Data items
[Start of section]

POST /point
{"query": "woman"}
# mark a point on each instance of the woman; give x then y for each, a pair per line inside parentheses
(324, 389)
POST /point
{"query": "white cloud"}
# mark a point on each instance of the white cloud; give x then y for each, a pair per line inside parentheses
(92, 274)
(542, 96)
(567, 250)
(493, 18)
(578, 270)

[End of section]
[Start of section]

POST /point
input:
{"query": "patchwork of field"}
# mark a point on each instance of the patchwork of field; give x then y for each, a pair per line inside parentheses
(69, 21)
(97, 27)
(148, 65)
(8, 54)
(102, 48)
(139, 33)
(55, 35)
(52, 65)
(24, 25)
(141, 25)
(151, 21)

[End of section]

From the data, collect all lines where the string "query" appears.

Answer space:
{"query": "woman"}
{"query": "white cloud"}
{"query": "patchwork of field"}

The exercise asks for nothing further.